#### TASKS TO PERFORM:
[a] Duplicate the passage of the Shanah Tovah post that starts with the words "A quick idea" and ends after "close to Hashem.".
[b] Pick up the Shanah Tovah post after its final sentence and keep writing it.

#### SOURCE PASSAGE:

Shanah Tovah: Remove Distraction & Reconnect
Updated: Feb 14
I am writing this post with a full heart. As you can see, I gave birth to a precious, beautiful girl this summer. Her name is Rachel Nechama (Nechama means comfort in Hebrew). We are humbled and blown away by this tremendous gift from G-d.
Our Sages say that all beginnings are hard and new motherhood has not been an exception to this rule! Please be patient while I get the hang of being a new mommy. I hope to write more often as time goes on!
A quick idea for the upcoming holiday. Rosh Hashanah (“The Head of the Year”) begins the holiday season that lasts through Sukkot. The last day of this holiday season is actually an independent holiday, Shemini Atzeret (“The Eighth Assembly”). In Israel, Shemini Atzeret and Simchas Torah (“Rejoicing of the Torah”) are celebrated on one day, whereas outside of Israel, each holiday has its own day.
What is this holiday, Shemini Atzeret? It is a day that G-d asks us to stay with Him just one more day because it is hard for Him to part with us! Shemini Atzeret culminates the High Holiday period because that is what this time is ultimately about: coming close to Hashem.

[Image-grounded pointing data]
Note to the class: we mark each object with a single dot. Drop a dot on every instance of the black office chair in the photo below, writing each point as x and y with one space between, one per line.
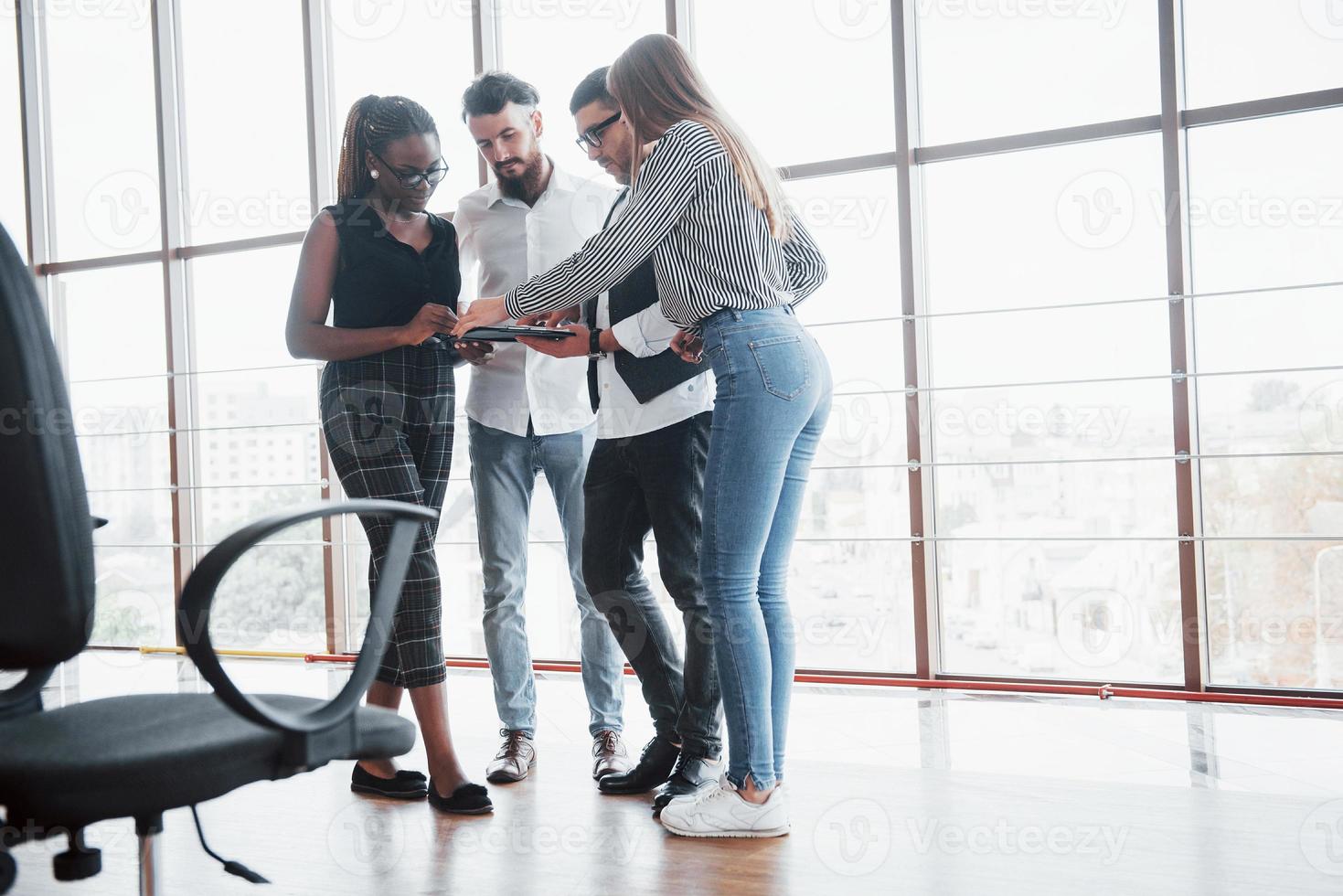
136 756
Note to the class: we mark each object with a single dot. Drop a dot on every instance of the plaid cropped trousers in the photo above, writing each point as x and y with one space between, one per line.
389 426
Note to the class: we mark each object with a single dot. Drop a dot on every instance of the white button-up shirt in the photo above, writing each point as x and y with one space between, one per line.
644 335
501 243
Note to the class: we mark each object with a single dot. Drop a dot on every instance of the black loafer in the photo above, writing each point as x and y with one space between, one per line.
406 784
467 799
655 766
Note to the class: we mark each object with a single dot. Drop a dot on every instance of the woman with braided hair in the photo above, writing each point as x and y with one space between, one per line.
387 397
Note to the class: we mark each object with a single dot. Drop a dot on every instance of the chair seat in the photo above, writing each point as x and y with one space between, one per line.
144 753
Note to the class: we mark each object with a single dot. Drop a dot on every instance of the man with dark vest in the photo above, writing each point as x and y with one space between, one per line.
646 473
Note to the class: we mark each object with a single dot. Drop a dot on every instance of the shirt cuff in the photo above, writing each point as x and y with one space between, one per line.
512 306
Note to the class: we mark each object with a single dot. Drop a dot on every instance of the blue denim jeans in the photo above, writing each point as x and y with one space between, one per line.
773 403
504 469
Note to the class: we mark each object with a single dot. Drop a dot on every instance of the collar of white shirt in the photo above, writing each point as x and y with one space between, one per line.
560 182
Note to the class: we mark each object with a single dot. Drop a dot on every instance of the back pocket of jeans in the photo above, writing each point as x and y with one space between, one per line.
783 366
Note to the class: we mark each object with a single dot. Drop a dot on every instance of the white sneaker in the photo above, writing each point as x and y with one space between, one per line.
721 812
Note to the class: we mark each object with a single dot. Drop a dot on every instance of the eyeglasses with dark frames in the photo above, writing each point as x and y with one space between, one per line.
410 182
592 136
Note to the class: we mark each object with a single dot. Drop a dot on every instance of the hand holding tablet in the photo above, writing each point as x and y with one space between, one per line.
510 334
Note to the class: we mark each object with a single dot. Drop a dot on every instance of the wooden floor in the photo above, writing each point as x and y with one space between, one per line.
893 792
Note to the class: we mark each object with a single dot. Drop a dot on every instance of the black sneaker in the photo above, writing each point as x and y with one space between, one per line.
655 764
689 776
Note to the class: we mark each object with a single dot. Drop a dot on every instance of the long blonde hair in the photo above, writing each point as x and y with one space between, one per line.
657 85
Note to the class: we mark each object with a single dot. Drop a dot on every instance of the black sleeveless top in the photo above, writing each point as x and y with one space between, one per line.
380 280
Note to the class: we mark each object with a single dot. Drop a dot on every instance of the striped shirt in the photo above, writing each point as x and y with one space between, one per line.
710 246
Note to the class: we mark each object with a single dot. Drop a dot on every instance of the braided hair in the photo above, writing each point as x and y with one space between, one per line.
372 123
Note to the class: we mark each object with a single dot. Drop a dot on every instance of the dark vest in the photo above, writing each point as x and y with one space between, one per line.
646 377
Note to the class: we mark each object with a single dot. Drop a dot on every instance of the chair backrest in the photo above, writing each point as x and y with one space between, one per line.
46 541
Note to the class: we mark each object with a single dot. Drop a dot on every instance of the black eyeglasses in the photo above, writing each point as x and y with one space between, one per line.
592 136
410 182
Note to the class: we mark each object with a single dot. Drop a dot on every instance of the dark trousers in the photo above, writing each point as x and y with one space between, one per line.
656 483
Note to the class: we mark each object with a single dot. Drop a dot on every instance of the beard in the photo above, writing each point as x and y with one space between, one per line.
527 185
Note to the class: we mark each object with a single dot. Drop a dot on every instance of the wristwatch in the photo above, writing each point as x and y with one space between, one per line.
595 343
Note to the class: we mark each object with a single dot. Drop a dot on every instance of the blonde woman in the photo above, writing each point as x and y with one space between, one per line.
730 262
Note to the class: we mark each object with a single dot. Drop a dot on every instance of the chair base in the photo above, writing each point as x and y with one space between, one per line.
78 861
151 864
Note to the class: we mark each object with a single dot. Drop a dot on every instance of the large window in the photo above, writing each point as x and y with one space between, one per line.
1237 50
991 69
246 164
1048 425
12 214
1267 231
592 34
418 50
1034 347
809 80
103 159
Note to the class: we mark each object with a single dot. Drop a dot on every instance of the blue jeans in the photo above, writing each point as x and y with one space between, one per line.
773 402
504 469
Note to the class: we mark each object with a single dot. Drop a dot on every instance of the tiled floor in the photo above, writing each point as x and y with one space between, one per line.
893 790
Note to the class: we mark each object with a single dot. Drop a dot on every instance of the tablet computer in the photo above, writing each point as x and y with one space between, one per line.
510 334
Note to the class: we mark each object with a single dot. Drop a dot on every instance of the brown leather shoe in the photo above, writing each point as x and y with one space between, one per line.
609 755
513 761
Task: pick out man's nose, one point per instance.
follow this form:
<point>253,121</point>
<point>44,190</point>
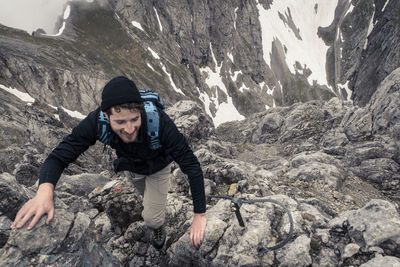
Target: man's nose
<point>129,128</point>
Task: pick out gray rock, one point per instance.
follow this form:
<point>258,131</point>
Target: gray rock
<point>350,250</point>
<point>384,106</point>
<point>13,195</point>
<point>296,253</point>
<point>5,224</point>
<point>81,184</point>
<point>191,120</point>
<point>121,202</point>
<point>388,261</point>
<point>376,223</point>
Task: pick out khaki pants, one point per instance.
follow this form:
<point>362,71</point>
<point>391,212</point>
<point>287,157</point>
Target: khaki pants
<point>154,189</point>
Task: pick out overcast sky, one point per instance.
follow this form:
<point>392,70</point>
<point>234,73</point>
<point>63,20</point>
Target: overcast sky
<point>29,15</point>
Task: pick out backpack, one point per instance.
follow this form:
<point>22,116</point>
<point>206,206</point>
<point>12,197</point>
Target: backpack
<point>152,103</point>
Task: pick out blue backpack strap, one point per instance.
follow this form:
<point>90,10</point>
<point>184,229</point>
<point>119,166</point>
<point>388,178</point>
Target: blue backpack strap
<point>103,129</point>
<point>151,101</point>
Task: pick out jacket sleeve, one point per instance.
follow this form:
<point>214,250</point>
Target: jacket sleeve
<point>177,146</point>
<point>74,144</point>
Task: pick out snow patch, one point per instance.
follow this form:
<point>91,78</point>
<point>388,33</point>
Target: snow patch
<point>234,22</point>
<point>150,66</point>
<point>226,111</point>
<point>67,12</point>
<point>23,96</point>
<point>311,50</point>
<point>74,114</point>
<point>158,19</point>
<point>171,81</point>
<point>230,56</point>
<point>387,2</point>
<point>346,88</point>
<point>235,74</point>
<point>243,87</point>
<point>370,28</point>
<point>137,25</point>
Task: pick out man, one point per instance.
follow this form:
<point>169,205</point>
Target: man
<point>148,168</point>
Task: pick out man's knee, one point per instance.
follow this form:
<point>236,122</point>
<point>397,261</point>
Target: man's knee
<point>153,219</point>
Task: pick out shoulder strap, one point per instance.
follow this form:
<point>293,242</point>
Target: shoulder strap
<point>152,104</point>
<point>151,101</point>
<point>103,129</point>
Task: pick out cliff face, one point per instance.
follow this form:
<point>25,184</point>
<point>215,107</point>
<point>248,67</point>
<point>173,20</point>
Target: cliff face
<point>364,46</point>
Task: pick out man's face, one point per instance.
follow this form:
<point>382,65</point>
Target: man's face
<point>125,124</point>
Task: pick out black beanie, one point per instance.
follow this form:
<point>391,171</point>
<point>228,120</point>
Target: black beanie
<point>119,90</point>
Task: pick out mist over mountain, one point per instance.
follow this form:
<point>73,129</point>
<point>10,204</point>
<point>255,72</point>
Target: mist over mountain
<point>297,100</point>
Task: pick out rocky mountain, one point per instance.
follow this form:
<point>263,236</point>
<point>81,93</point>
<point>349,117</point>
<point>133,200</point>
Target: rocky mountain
<point>334,163</point>
<point>224,55</point>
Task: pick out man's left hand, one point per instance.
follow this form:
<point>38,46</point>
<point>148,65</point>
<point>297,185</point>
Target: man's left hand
<point>197,229</point>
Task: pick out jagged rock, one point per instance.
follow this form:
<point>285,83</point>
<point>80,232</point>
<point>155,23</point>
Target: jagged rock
<point>5,224</point>
<point>296,253</point>
<point>81,184</point>
<point>382,261</point>
<point>384,106</point>
<point>13,195</point>
<point>121,202</point>
<point>376,224</point>
<point>191,120</point>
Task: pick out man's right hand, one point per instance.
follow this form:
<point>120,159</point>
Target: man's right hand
<point>36,207</point>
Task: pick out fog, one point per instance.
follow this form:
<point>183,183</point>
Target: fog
<point>29,15</point>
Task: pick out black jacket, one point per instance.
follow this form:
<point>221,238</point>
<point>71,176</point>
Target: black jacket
<point>136,157</point>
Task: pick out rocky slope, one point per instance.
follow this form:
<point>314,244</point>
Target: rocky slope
<point>181,46</point>
<point>335,166</point>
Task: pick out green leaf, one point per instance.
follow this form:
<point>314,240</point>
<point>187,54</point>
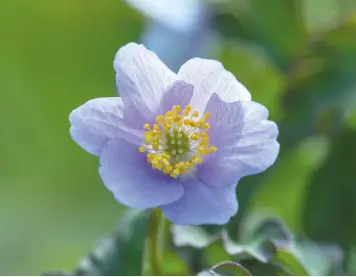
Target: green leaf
<point>262,23</point>
<point>191,236</point>
<point>289,261</point>
<point>103,260</point>
<point>119,253</point>
<point>319,85</point>
<point>229,268</point>
<point>258,268</point>
<point>330,203</point>
<point>132,231</point>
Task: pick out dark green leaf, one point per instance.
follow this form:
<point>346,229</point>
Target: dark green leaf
<point>263,22</point>
<point>229,268</point>
<point>330,204</point>
<point>258,268</point>
<point>289,261</point>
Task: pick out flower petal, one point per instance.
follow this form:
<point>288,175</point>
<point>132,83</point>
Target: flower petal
<point>208,77</point>
<point>179,94</point>
<point>245,139</point>
<point>202,204</point>
<point>142,79</point>
<point>97,121</point>
<point>132,181</point>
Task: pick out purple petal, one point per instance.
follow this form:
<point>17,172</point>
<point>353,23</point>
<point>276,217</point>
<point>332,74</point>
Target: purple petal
<point>179,94</point>
<point>97,121</point>
<point>208,77</point>
<point>202,204</point>
<point>132,181</point>
<point>245,139</point>
<point>142,79</point>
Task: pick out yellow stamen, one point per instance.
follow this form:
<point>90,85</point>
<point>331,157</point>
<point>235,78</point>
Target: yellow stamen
<point>178,141</point>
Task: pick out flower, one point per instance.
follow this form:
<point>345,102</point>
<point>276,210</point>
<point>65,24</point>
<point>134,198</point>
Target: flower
<point>180,142</point>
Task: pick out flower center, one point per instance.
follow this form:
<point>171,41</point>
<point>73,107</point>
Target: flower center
<point>178,140</point>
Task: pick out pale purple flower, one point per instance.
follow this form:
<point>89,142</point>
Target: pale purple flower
<point>180,142</point>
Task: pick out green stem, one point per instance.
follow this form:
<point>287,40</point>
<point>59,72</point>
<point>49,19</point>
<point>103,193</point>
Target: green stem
<point>154,244</point>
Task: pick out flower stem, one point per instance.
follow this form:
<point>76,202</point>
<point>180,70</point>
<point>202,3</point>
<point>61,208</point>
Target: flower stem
<point>154,244</point>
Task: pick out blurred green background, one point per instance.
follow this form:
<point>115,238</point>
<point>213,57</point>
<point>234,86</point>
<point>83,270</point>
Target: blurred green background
<point>297,57</point>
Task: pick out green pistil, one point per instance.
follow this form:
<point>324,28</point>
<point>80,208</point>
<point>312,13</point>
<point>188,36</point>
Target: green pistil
<point>177,143</point>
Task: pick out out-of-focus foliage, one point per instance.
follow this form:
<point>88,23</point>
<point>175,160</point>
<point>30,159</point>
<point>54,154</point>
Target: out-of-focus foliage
<point>297,57</point>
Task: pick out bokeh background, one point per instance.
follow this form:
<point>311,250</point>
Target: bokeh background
<point>297,57</point>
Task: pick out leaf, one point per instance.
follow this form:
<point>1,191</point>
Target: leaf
<point>319,85</point>
<point>330,203</point>
<point>190,236</point>
<point>226,267</point>
<point>262,23</point>
<point>265,269</point>
<point>260,250</point>
<point>103,260</point>
<point>119,253</point>
<point>319,259</point>
<point>132,230</point>
<point>271,229</point>
<point>289,261</point>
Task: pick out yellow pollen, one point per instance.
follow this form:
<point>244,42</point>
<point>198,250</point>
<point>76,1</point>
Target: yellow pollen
<point>178,141</point>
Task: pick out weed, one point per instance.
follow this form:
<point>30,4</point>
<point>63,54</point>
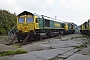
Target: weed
<point>19,51</point>
<point>51,47</point>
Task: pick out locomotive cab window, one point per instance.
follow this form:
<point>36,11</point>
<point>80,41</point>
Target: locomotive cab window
<point>29,20</point>
<point>20,20</point>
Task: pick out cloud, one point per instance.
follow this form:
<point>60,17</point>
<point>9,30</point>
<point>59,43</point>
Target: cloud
<point>67,10</point>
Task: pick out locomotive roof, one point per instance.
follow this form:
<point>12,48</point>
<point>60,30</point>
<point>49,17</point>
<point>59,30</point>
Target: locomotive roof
<point>25,13</point>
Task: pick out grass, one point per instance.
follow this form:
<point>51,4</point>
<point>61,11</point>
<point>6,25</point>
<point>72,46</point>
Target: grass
<point>81,46</point>
<point>77,37</point>
<point>51,47</point>
<point>6,53</point>
<point>54,58</point>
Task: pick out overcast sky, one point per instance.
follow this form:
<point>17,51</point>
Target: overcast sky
<point>77,11</point>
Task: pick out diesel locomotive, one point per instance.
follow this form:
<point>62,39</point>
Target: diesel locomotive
<point>37,26</point>
<point>85,28</point>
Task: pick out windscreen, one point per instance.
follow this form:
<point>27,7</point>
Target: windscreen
<point>20,20</point>
<point>29,20</point>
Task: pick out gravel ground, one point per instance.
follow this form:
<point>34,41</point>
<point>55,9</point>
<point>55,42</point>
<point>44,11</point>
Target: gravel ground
<point>65,47</point>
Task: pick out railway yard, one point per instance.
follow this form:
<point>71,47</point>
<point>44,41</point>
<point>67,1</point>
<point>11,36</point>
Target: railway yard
<point>66,47</point>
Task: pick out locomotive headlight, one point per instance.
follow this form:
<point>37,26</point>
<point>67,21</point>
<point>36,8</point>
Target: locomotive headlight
<point>30,28</point>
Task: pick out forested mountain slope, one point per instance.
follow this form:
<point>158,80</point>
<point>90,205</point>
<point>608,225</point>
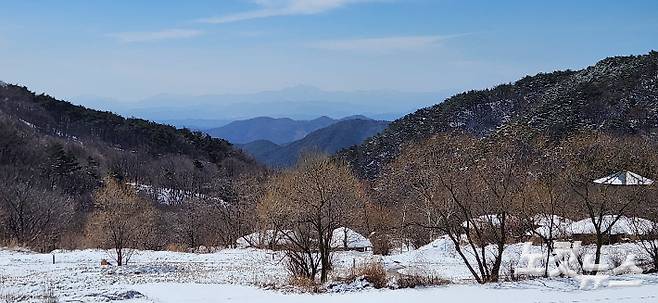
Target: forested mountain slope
<point>618,95</point>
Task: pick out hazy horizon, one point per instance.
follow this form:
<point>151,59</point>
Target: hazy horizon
<point>135,50</point>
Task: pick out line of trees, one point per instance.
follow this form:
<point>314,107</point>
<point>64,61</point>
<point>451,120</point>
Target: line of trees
<point>486,194</point>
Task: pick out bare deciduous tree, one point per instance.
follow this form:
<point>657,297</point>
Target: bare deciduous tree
<point>313,199</point>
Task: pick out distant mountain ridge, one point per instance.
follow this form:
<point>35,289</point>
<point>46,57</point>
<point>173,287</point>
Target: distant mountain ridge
<point>329,140</point>
<point>276,130</point>
<point>301,102</point>
<point>617,95</point>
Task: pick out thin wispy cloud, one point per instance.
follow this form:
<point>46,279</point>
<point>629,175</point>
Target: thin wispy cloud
<point>381,45</point>
<point>275,8</point>
<point>168,34</point>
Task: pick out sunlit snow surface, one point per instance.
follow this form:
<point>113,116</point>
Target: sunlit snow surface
<point>238,275</point>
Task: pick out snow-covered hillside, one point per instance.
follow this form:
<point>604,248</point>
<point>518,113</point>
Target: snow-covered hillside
<point>248,275</point>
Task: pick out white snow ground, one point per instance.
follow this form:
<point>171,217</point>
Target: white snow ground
<point>235,275</point>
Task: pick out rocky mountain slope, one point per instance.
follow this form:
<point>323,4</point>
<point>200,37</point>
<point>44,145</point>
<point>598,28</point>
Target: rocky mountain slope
<point>618,95</point>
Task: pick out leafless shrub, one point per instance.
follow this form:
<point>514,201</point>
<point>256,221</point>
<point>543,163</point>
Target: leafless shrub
<point>418,280</point>
<point>373,272</point>
<point>304,284</point>
<point>48,295</point>
<point>177,247</point>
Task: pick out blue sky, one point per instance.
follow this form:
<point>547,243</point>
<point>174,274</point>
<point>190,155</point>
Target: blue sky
<point>134,49</point>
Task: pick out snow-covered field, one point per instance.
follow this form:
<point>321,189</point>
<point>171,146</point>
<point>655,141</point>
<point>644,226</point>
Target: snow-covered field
<point>244,275</point>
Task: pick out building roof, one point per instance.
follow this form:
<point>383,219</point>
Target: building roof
<point>624,178</point>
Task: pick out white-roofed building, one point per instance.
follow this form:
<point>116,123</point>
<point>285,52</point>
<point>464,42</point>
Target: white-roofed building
<point>624,178</point>
<point>344,238</point>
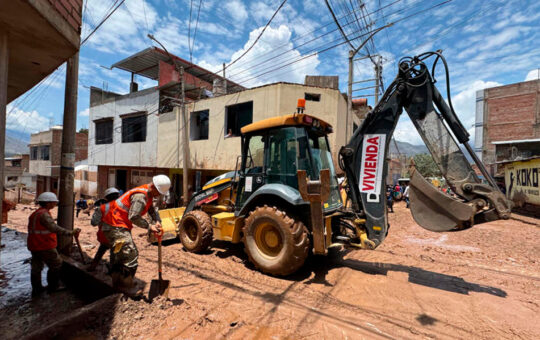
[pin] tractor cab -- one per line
(273, 150)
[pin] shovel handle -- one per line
(76, 236)
(159, 236)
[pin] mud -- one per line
(481, 283)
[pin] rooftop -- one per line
(146, 64)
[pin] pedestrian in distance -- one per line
(126, 211)
(42, 242)
(102, 209)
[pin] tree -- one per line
(425, 164)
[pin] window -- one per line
(314, 97)
(236, 117)
(134, 128)
(33, 153)
(44, 152)
(104, 129)
(140, 177)
(199, 125)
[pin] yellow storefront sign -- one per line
(523, 182)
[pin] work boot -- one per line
(37, 287)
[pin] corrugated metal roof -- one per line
(516, 141)
(146, 63)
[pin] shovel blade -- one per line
(158, 288)
(434, 210)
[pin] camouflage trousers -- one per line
(124, 253)
(53, 260)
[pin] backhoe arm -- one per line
(364, 159)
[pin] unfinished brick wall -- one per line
(71, 11)
(511, 112)
(81, 146)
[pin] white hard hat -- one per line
(110, 191)
(162, 183)
(47, 197)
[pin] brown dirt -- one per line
(480, 283)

#### ANSWERS FOR THIS EXERCISE:
[a]
A quick idea for the upcoming holiday. Rosh Hashanah (“The Head of the Year”) begins the holiday season that lasts through Sukkot. The last day of this holiday season is actually an independent holiday, Shemini Atzeret (“The Eighth Assembly”). In Israel, Shemini Atzeret and Simchas Torah (“Rejoicing of the Torah”) are celebrated on one day, whereas outside of Israel, each holiday has its own day.
What is this holiday, Shemini Atzeret? It is a day that G-d asks us to stay with Him just one more day because it is hard for Him to part with us! Shemini Atzeret culminates the High Holiday period because that is what this time is ultimately about: coming close to Hashem.

[b]
However, we can’t come close to Hashem, or anyone for that matter, if we don’t have a good relationship with ourselves first and foremost.
We live in a world of distraction and it is hard to take the time to connect with ourselves in a real way, but it is a necessary step if we are to have meaningful relationships with others and G-d. There is nothing new we need to do to, we just need to remove some of the distractions around us. A little less time watching TV, looking at social media, shopping online… small steps to give ourselves the time and space to reflect and connect.
I bless us all that we use this upcoming holiday season to carve out time for ourselves and our relationship with G-d. We should be blessed with a year of good health, happiness, success, peace, and growth. Shanah Tovah U’Metukah! (A Good & Sweet Year!)